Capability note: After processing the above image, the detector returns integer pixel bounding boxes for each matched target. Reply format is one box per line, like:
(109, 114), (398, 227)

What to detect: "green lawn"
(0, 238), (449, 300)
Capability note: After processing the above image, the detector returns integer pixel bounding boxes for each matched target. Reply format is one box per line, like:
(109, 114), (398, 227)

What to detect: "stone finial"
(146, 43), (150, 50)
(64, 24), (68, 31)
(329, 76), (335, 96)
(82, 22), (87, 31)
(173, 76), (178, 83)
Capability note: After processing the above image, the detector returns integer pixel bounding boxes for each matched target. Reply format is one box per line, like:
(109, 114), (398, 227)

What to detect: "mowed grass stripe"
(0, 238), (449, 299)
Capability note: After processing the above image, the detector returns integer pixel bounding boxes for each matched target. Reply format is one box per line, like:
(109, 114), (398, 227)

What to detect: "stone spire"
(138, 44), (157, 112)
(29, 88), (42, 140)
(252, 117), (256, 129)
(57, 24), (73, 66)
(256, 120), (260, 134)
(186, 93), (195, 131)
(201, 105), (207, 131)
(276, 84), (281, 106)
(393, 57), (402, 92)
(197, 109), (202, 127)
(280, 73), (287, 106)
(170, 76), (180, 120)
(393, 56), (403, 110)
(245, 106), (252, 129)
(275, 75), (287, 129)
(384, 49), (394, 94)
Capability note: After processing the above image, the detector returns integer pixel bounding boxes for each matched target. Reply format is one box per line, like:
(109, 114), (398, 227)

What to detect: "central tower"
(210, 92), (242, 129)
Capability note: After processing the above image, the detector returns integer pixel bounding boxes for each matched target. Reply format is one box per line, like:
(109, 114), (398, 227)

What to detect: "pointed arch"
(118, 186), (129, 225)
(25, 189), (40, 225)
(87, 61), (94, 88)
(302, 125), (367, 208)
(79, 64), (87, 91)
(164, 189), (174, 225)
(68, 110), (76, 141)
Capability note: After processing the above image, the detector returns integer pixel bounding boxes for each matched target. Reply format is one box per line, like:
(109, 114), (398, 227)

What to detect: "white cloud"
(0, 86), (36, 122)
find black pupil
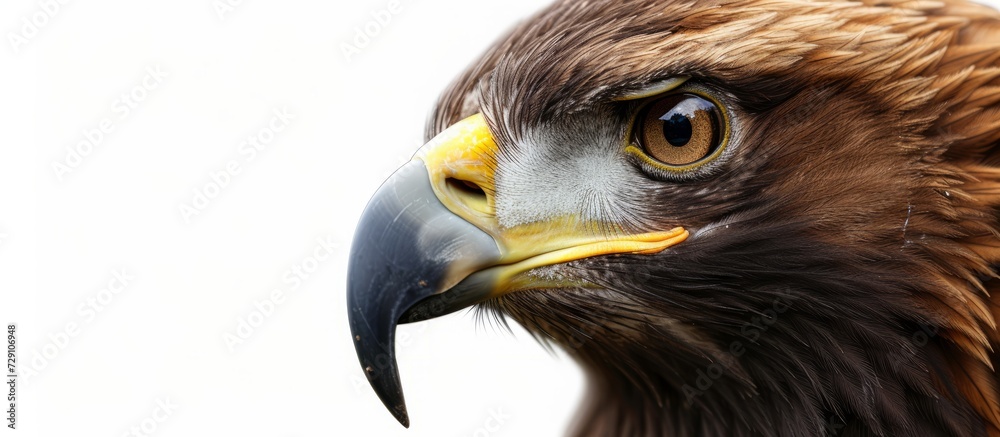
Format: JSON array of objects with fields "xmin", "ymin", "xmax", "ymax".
[{"xmin": 661, "ymin": 113, "xmax": 692, "ymax": 147}]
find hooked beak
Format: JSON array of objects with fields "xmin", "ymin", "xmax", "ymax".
[{"xmin": 347, "ymin": 114, "xmax": 688, "ymax": 427}]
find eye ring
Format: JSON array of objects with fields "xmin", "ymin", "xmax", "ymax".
[{"xmin": 624, "ymin": 89, "xmax": 732, "ymax": 177}]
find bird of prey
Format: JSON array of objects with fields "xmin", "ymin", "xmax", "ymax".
[{"xmin": 347, "ymin": 0, "xmax": 1000, "ymax": 435}]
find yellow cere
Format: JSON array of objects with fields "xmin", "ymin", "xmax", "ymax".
[{"xmin": 416, "ymin": 113, "xmax": 498, "ymax": 218}]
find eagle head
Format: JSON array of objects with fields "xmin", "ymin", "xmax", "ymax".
[{"xmin": 347, "ymin": 0, "xmax": 1000, "ymax": 435}]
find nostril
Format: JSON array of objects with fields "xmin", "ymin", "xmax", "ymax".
[
  {"xmin": 445, "ymin": 177, "xmax": 487, "ymax": 199},
  {"xmin": 444, "ymin": 177, "xmax": 490, "ymax": 214}
]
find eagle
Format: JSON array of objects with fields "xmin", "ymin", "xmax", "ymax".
[{"xmin": 346, "ymin": 0, "xmax": 1000, "ymax": 435}]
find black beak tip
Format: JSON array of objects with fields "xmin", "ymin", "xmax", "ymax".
[
  {"xmin": 371, "ymin": 374, "xmax": 410, "ymax": 428},
  {"xmin": 351, "ymin": 319, "xmax": 412, "ymax": 429},
  {"xmin": 362, "ymin": 366, "xmax": 409, "ymax": 427},
  {"xmin": 393, "ymin": 404, "xmax": 410, "ymax": 428}
]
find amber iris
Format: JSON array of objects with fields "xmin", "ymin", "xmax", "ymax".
[{"xmin": 638, "ymin": 94, "xmax": 722, "ymax": 166}]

======

Could you output the listing word for word, omitting every picture?

> _Finished task_
Capability note: After processing the above image, the detector returns integer pixel bounding boxes for each matched target. Reply format is one box per line, like:
(109, 114), (398, 227)

What to detect: "green lawn"
(0, 238), (449, 300)
Capability note: After processing the above image, the detector returns integer pixel bounding boxes for each matched target. Reply format is one box per line, like:
(109, 114), (398, 227)

What to detect: "stone finial"
(146, 43), (150, 50)
(64, 24), (68, 31)
(329, 76), (335, 96)
(82, 22), (87, 31)
(173, 76), (178, 83)
Capability note: After processing the above image, the detector returns integer pixel bounding boxes for each matched target. Reply format is one box per line, like:
(109, 114), (398, 227)

What to detect: "mowed grass stripe"
(0, 238), (449, 299)
Capability note: After processing the above image, the detector returns integer pixel bounding boxes for each matched target. Reply format is one box per line, like:
(109, 114), (398, 227)

What to detect: "stone spire"
(138, 44), (157, 112)
(29, 88), (42, 140)
(252, 117), (256, 129)
(57, 24), (73, 66)
(256, 120), (260, 134)
(186, 93), (195, 131)
(201, 105), (207, 131)
(276, 84), (281, 106)
(393, 57), (402, 92)
(197, 109), (202, 127)
(280, 73), (287, 106)
(170, 76), (180, 120)
(393, 56), (403, 110)
(245, 106), (252, 129)
(275, 75), (287, 129)
(384, 49), (394, 94)
Capability note: After processing the above image, the detector returns integer pixel bounding boxes for each matched target. Reply format is one box per line, like:
(109, 114), (398, 227)

What to detect: "central tower"
(210, 92), (242, 129)
Capability note: After processing the above image, the detector returns integer pixel bounding boxes for each matched target. Reply format is one box per line, like:
(109, 114), (398, 227)

What to detect: "pointed arch"
(118, 186), (129, 225)
(25, 189), (40, 225)
(87, 61), (94, 88)
(302, 125), (367, 208)
(79, 64), (87, 91)
(164, 189), (174, 225)
(68, 110), (76, 141)
Capability note: After processing the above image, the detector returns integer pixel bounding boxes for each matched target. Reply format is one box per line, like:
(109, 114), (398, 227)

What to detect: "white cloud"
(0, 86), (36, 122)
find black pupil
Format: JSON array of objects with fields "xmin", "ymin", "xmax", "ymax".
[{"xmin": 661, "ymin": 113, "xmax": 692, "ymax": 147}]
find hooked beak
Format: JSON array of objects with fields "xmin", "ymin", "xmax", "ymax".
[{"xmin": 347, "ymin": 114, "xmax": 688, "ymax": 427}]
find eye ring
Format: JSON array of objects with fields "xmin", "ymin", "xmax", "ymax".
[{"xmin": 624, "ymin": 89, "xmax": 732, "ymax": 177}]
find bird of prey
Format: JSON array of objects with fields "xmin", "ymin", "xmax", "ymax".
[{"xmin": 347, "ymin": 0, "xmax": 1000, "ymax": 435}]
find yellow cere
Format: JSON array of objects with fields "xmin", "ymin", "xmax", "ymax".
[{"xmin": 416, "ymin": 113, "xmax": 498, "ymax": 218}]
find eagle head
Format: JSON array of objects with fields "xmin", "ymin", "xmax", "ymax".
[{"xmin": 347, "ymin": 0, "xmax": 1000, "ymax": 435}]
find nostril
Format: JSON array of objects with fields "xmin", "ymin", "xmax", "ymax".
[
  {"xmin": 445, "ymin": 177, "xmax": 487, "ymax": 199},
  {"xmin": 444, "ymin": 177, "xmax": 490, "ymax": 214}
]
find eagle
Format: JSON array of objects with fields "xmin", "ymin", "xmax", "ymax".
[{"xmin": 346, "ymin": 0, "xmax": 1000, "ymax": 435}]
find black beak tip
Format: JSON array of objects with fields "xmin", "ymin", "xmax", "ymax".
[
  {"xmin": 371, "ymin": 374, "xmax": 410, "ymax": 428},
  {"xmin": 351, "ymin": 319, "xmax": 412, "ymax": 429},
  {"xmin": 362, "ymin": 366, "xmax": 409, "ymax": 427},
  {"xmin": 393, "ymin": 404, "xmax": 410, "ymax": 428}
]
find amber iris
Format: JSON array of objects with fields "xmin", "ymin", "xmax", "ymax".
[{"xmin": 638, "ymin": 94, "xmax": 722, "ymax": 166}]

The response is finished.